**ZIELE:**
1/ Schreiben Sie aus dem Textauszug über Texte von Gertrude Stein den Abschnitt ab, der mit „Wie Sie hören, kann“ beginnt und mit „Aspekt   ist.“ endet.
2/ Wie lang waren laut dem Textauszug über Texte von Gertrude Stein die Subtexte oder Subgeschichten oft?
3/ Fassen Sie den Textauszug über Texte von Gertrude Stein in zwei Sätzen zusammen.

**AUSGEWÄHLTER TEXTAUSZUG:**
++++++

Wie Sie hören, kann man einen Text von Gertrude Stein unter rein klangfarblichen Aspekten betrachten. Und dieses ist sogar um so leichter, je komplexer der semantische Aspekt   ist.

Der gestische Charakter ihrer Texte, der sich beim Sprechen einstellt und sich verbindet mit Körpersprache wurde gemerkt und notiert. Die Bewegung der Hand, die Drehung des Körpers, die angespannte und die entspannte Haltung des Kopfes, der weitausholende Schritt oder der unsichere Gang, alle diese gestischen Strukturen ergaben ein Repertoire von Fragmenten für das spätere Arrangement.

Einen Hauptteil der Zeit verwandten wir für das Erstellen von Subtexten oder Subgeschichten, die oft nicht länger als ein Atemzug waren. Das war ein aufregender Prozeß, auch im Umgang miteinander. Der - oder diejenige, die einen Subtext erfand, "warf ihn in die Runde" nicht zur Beurteilung, sondern als Aufforderung, an ihm weiter zu stricken. Er war fertig gestrickt, wenn uns die Lust verließ oder ein anderer Text von Gertrude Stein unser Interesse weckte. Ähnlich erging es uns bei den Subgeschichten. Es konnte eine kleine Situation sein, die mit Phantasie ausgefüllt wurde, aber in ihrem Rahmen blieb. Doch es gab auch Geschichten, die sich ausweiteten und sich von sich selbst entfernten. Die Anregungen gingen von den Klangfarbenkombinationen der gesprochenen Worte wie auch von der häufigen Nennung von Farben aus.

Am Ende solcher brainstormings bestand überhaupt nicht die Verpflichtung, das Gewonnene in Theater oder was das auch werden würde, umzusetzen. Es waren "Einübungen in die Steinsche Grammatik", wie ich es nannte. Es waren Einübungen in eine bestimmte Art, Texte darzustellen. Keine Vorbesprechung hätte das erreicht. Das Verständnis kam mit den Etüden, langsam und beharrlich.

++++++

**VORLIEGENDE EINTRÄGE:**
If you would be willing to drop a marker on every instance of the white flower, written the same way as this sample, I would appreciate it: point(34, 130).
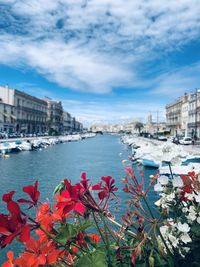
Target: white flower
point(163, 180)
point(173, 240)
point(177, 182)
point(197, 198)
point(158, 187)
point(183, 227)
point(185, 238)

++++++

**LÖSUNGEN ZUR ÜBUNG:**
1/
Wie Sie hören, kann man einen Text von Gertrude Stein unter rein klangfarblichen Aspekten betrachten. Und dieses ist sogar um so leichter, je komplexer der semantische Aspekt   ist.

2/ Sie waren oft nicht länger als ein Atemzug.

3/ Texte von Gertrude Stein lassen sich rein nach ihrer Klangfarbe betrachten, und die beim Sprechen entstehenden Gesten und Körperhaltungen wurden als Fragmente für ein späteres Arrangement notiert. Den Hauptteil der Zeit verwendete die Gruppe darauf, gemeinsam Subtexte und Subgeschichten zu erfinden und weiterzuspinnen, was ohne jede Pflicht zur Umsetzung als Einübung in die Steinsche Grammatik diente und langsam zum Verständnis führte.